▶ _Text_
|Operations & Processing|
Various operational models provide textile services in and/or for hospitals, long-term care & assisted living, clinics, hotels, restaurants, resorts, universities, military, sports complexes, and prisons.
Laundry Operational Models
Commercial laundries are freestanding companies that supply laundered items, such as uniforms, gowns, table linens, bed linens, towels/terry, cleanroom apparel, and mops to various other industries. These for-profit companies are also referred to as industrial laundries. Typical clients include private industry, healthcare, food-service (F & B for restaurants) and hospitality (lodging, hotel) establishments.
Often referred to as an OPL, the laundry is operated in the hospital, hotel, or university as a department or division, and this was the original model for the textile care industry. Economies of scale and tightening healthcare budgets saw a movement away from this model around the turn of the 21st century. However, it is not uncommon for OPL operations to remain in long-term care environments, rural hospitals, and hotels/resorts, and they are subject to the applicable state licensing in addition to federal healthcare requirements.
This laundry model began in the 1970s, growing out of the rise of healthcare systems or as a joint venture between multiple healthcare institutions. In this model, a shared authority or board maintains the role of decision-making and oversight of the fiscal and quality aspects of the operation. The term "central laundry" is often synonymous with a cooperative; however, with the central laundry, the ownership lies with the parent hospital providing services for other similar customers within a geographic location.

▶ _Information_
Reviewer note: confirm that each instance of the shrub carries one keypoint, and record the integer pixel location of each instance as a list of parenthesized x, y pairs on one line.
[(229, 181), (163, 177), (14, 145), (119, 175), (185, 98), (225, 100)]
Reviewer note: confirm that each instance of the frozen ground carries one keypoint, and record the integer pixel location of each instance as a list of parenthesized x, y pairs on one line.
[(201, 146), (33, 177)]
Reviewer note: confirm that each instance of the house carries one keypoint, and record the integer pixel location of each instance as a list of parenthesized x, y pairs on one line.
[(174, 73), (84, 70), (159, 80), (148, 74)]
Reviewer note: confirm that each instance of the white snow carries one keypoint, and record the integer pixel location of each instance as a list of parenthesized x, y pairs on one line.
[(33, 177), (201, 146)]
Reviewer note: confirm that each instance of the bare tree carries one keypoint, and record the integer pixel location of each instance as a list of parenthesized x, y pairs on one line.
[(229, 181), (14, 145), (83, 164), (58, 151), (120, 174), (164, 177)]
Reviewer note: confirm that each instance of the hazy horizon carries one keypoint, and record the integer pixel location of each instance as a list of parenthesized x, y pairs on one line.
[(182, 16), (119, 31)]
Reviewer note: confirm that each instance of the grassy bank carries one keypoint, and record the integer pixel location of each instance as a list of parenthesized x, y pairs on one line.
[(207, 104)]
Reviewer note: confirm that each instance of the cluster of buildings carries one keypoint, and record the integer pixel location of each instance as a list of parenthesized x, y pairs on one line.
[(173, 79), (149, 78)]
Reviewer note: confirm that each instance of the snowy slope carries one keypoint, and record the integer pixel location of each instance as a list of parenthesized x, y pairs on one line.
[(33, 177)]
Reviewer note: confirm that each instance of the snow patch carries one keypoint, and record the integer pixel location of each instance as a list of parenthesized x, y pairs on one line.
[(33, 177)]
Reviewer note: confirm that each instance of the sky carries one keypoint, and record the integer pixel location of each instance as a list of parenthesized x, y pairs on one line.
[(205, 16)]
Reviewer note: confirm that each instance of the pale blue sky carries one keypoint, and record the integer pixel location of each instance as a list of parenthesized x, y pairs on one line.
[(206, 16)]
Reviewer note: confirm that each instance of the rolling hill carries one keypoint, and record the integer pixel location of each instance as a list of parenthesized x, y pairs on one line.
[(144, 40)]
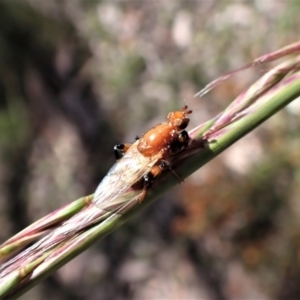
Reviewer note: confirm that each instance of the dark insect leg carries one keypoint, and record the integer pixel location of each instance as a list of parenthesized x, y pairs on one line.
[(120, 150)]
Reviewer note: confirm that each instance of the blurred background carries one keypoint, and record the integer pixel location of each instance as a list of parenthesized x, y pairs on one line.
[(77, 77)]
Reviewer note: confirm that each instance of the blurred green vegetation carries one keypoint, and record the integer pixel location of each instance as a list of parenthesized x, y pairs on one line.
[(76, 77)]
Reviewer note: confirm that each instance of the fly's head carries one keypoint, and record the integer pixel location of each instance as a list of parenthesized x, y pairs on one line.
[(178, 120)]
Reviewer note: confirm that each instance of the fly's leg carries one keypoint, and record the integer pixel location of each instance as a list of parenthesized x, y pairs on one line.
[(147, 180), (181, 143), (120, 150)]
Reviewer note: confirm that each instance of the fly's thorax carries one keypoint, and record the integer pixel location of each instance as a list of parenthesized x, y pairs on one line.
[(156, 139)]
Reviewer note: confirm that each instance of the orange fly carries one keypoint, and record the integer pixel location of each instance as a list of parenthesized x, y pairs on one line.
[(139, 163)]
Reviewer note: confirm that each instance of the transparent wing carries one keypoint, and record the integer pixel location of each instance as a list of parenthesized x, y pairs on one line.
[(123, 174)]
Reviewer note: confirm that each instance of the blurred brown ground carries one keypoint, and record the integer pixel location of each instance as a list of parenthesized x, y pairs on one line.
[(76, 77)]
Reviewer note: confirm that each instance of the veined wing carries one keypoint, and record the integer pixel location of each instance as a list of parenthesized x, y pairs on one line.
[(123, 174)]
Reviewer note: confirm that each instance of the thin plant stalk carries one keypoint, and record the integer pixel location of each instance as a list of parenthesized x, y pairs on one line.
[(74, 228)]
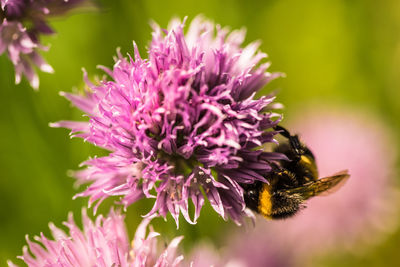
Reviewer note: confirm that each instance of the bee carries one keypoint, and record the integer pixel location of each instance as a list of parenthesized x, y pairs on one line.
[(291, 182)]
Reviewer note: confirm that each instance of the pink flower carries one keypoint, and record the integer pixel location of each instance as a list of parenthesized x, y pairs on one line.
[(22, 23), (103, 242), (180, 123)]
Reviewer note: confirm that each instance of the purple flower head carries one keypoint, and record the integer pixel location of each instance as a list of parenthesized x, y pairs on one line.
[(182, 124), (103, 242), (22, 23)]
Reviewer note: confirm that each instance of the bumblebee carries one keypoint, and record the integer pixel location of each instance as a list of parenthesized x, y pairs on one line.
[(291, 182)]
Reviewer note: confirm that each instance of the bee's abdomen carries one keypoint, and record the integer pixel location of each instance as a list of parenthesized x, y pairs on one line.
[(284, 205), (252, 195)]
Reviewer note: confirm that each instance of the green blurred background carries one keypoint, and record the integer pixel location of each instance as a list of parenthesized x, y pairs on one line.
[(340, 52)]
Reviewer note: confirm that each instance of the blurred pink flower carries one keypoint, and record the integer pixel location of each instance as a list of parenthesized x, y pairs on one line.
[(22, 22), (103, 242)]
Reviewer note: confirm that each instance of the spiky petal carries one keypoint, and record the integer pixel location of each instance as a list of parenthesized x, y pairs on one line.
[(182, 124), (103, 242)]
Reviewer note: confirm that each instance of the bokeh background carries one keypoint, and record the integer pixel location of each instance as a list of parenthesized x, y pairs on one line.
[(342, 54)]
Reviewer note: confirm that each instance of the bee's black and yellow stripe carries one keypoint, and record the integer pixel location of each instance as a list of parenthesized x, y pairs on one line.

==

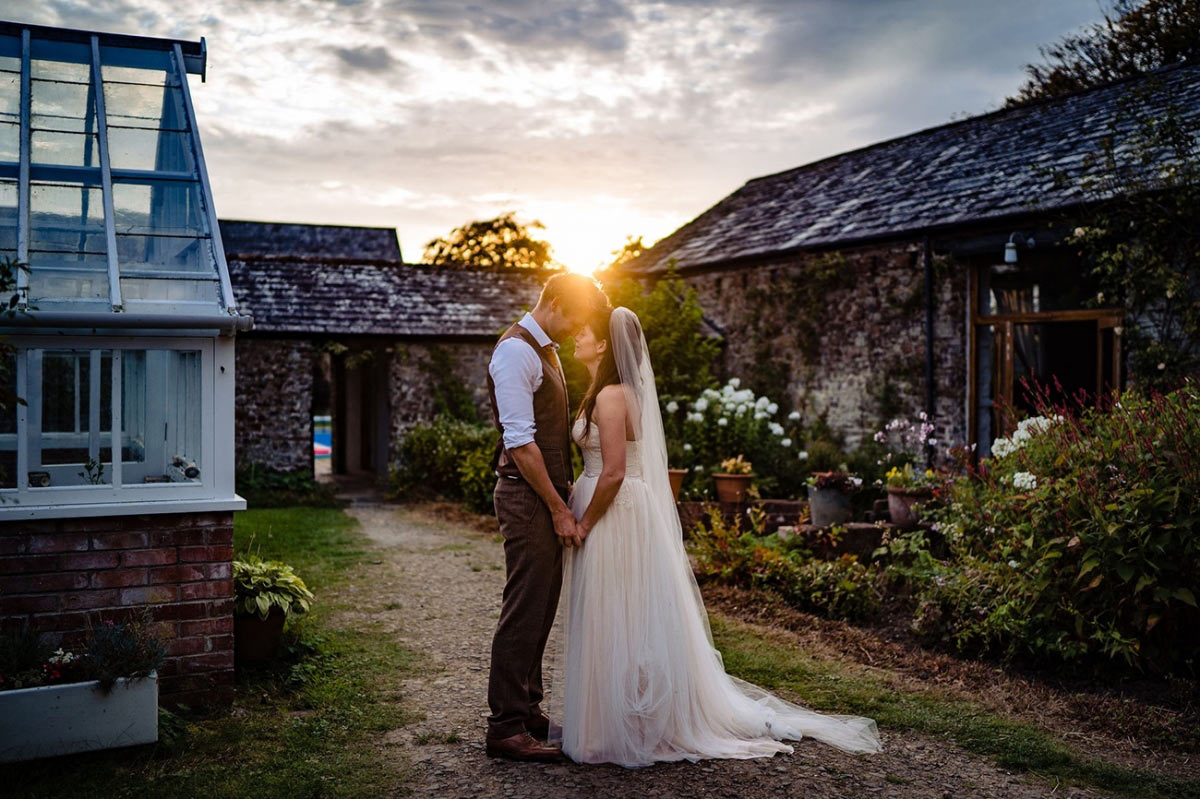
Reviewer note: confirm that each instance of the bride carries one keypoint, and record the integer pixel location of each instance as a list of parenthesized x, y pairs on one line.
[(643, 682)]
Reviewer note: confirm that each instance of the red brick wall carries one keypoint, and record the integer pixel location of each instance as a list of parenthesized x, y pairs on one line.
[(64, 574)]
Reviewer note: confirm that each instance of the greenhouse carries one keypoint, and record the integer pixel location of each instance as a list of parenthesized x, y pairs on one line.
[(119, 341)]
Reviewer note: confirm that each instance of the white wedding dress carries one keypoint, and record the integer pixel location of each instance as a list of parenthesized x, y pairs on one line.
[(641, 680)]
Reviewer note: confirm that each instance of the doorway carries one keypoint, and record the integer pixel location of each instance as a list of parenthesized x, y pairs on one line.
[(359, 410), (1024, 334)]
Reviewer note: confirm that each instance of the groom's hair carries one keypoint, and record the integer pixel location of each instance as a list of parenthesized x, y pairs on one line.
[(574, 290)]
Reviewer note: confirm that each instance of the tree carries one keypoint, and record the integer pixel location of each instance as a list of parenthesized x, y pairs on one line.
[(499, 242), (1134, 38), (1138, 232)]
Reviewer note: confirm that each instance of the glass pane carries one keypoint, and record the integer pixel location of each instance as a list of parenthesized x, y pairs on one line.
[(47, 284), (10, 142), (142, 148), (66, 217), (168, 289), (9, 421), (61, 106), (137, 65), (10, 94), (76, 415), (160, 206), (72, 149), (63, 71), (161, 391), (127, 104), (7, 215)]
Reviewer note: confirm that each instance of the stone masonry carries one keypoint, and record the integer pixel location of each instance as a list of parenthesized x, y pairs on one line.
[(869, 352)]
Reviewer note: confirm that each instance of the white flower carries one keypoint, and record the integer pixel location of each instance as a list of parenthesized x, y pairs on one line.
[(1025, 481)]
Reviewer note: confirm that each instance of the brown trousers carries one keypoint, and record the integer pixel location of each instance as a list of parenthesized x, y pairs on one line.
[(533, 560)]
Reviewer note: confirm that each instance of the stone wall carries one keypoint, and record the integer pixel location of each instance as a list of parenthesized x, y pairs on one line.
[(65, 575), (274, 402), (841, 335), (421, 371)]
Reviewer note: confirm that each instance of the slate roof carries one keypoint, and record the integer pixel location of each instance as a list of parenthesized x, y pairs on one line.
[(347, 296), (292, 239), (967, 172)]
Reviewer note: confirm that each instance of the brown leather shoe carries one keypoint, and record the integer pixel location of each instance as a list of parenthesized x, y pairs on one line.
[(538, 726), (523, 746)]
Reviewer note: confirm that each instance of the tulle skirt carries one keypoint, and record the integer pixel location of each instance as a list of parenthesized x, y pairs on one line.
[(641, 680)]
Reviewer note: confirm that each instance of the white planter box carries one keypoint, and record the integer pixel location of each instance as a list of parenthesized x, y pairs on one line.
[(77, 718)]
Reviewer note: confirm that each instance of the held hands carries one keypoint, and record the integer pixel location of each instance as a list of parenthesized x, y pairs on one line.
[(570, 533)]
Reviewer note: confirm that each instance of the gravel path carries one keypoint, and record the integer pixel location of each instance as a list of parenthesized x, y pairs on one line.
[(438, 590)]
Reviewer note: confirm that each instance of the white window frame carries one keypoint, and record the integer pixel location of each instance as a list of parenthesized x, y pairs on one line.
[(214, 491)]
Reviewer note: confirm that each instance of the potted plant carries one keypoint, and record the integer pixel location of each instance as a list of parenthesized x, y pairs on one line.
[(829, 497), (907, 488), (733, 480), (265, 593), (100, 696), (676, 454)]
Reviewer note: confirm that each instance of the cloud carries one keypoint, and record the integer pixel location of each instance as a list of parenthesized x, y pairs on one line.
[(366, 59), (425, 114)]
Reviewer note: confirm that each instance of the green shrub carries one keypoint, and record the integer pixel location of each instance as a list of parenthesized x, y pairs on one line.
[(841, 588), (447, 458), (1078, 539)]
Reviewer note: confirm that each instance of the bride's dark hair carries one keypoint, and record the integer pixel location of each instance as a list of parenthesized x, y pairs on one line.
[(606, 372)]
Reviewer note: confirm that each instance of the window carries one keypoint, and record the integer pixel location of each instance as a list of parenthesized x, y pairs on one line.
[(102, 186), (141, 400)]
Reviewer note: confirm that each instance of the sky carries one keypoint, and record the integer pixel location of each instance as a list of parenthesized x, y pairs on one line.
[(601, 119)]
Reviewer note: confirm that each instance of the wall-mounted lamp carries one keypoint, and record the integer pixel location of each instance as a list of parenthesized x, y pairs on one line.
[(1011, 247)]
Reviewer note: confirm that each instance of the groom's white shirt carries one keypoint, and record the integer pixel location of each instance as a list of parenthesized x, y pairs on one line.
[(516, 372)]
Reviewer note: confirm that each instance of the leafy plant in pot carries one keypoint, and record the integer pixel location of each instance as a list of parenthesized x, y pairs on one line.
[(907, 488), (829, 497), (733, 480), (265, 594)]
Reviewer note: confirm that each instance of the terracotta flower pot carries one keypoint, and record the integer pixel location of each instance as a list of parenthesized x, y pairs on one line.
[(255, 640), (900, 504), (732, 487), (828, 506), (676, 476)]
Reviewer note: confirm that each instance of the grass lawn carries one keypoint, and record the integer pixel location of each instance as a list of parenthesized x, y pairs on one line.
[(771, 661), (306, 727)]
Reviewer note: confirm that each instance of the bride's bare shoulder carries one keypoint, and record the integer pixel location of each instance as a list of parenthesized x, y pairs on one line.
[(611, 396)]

▶ _What you have to do_
Can you set down, word for word, the stretch of the laundry-models text above from "Laundry Operational Models" through "(lodging, hotel) establishments."?

▶ _Result of the task_
Laundry Operational Models
Commercial laundries are freestanding companies that supply laundered items, such as uniforms, gowns, table linens, bed linens, towels/terry, cleanroom apparel, and mops to various other industries. These for-profit companies are also referred to as industrial laundries. Typical clients include private industry, healthcare, food-service (F & B for restaurants) and hospitality (lodging, hotel) establishments.